▶ _Quoted text_
—————

Educational experience | Barriers to Engagement | Participation | Scope of learning need |
---|---|---|---|
Microlearning | Low | Informal | Functional |
Short course | Low | Semi-formal | Responsive |
Microcredential | Medium | Semi-formal | Milestone |
Degree programme | High | Formal | Advancement or Change |
There is alignment here of the ‘Scope of learning need’ to a professional context, with a view that the educational experiences empower and enable individuals to succeed in a professional capacity. This is not the sole purpose of higher education, and equally there is an interpretation for societal outcomes that arise from individuals completing study and affecting change beyond individual career achievement, financial reward or professional goals. The four levels of scope selected are indicative, and not necessarily mutually exclusive, however imply a level of depth and immediacy of application of learning.
- Functional needs are those which enable an individual to complete a task, for example needs relating to skills, software, tools, approaches. A typical example may be a short ten-minute e-learning package or a YouTube video.

—————

▶ _Problem to solve_
Return the section of the passage on educational experiences from "- Functional needs" up to and including "a YouTube video.", copied word for word.

Dataset rows on where objects appear:

—————

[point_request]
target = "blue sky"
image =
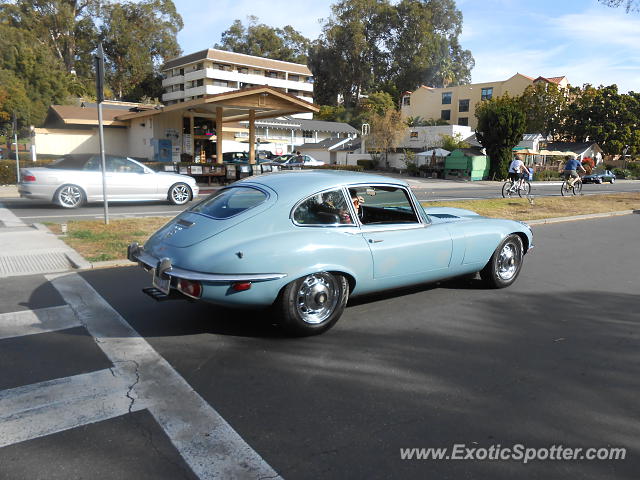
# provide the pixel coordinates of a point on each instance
(582, 39)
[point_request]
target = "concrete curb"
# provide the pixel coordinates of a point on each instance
(589, 216)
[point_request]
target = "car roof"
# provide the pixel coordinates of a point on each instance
(295, 184)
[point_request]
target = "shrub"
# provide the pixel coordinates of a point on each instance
(621, 172)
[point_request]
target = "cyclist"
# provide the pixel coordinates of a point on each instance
(517, 172)
(571, 170)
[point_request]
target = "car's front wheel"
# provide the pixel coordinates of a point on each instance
(312, 304)
(505, 263)
(69, 196)
(179, 194)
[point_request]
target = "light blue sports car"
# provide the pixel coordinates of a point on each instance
(303, 242)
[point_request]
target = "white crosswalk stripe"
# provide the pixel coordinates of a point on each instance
(140, 379)
(30, 322)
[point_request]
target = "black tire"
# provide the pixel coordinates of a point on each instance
(69, 196)
(179, 194)
(525, 190)
(507, 189)
(312, 304)
(505, 264)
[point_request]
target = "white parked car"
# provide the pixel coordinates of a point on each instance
(74, 180)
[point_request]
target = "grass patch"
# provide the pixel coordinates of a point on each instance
(546, 207)
(96, 241)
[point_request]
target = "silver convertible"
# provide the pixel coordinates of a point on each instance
(303, 242)
(73, 180)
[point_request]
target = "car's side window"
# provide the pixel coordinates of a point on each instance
(382, 205)
(326, 208)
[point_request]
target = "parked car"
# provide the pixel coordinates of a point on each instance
(304, 242)
(293, 160)
(73, 180)
(599, 177)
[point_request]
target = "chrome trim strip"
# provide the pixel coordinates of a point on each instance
(149, 261)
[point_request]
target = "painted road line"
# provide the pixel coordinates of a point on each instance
(53, 406)
(31, 322)
(205, 440)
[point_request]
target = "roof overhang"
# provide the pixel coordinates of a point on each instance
(265, 102)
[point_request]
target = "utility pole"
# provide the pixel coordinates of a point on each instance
(15, 139)
(99, 64)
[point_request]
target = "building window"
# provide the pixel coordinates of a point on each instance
(487, 93)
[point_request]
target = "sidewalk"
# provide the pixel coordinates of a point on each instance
(32, 249)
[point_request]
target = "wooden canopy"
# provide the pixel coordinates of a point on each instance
(235, 106)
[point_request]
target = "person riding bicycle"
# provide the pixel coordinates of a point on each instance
(571, 170)
(518, 171)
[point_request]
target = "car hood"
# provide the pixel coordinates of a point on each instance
(450, 214)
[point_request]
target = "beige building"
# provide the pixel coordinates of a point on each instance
(457, 104)
(212, 71)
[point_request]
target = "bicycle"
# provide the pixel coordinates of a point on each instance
(521, 187)
(575, 189)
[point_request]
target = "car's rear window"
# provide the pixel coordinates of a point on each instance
(229, 202)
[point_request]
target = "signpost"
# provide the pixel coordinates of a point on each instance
(99, 65)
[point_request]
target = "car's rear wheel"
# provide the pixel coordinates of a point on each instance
(505, 263)
(69, 196)
(312, 304)
(179, 194)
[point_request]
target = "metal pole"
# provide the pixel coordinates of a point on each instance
(99, 60)
(15, 139)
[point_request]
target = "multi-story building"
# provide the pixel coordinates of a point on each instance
(214, 71)
(457, 105)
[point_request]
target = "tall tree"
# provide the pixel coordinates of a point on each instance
(261, 40)
(33, 77)
(604, 116)
(370, 45)
(543, 104)
(66, 26)
(137, 39)
(501, 124)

—————

▶ _Expected answer_
- Functional needs are those which enable an individual to complete a task, for example needs relating to skills, software, tools, approaches. A typical example may be a short ten-minute e-learning package or a YouTube video.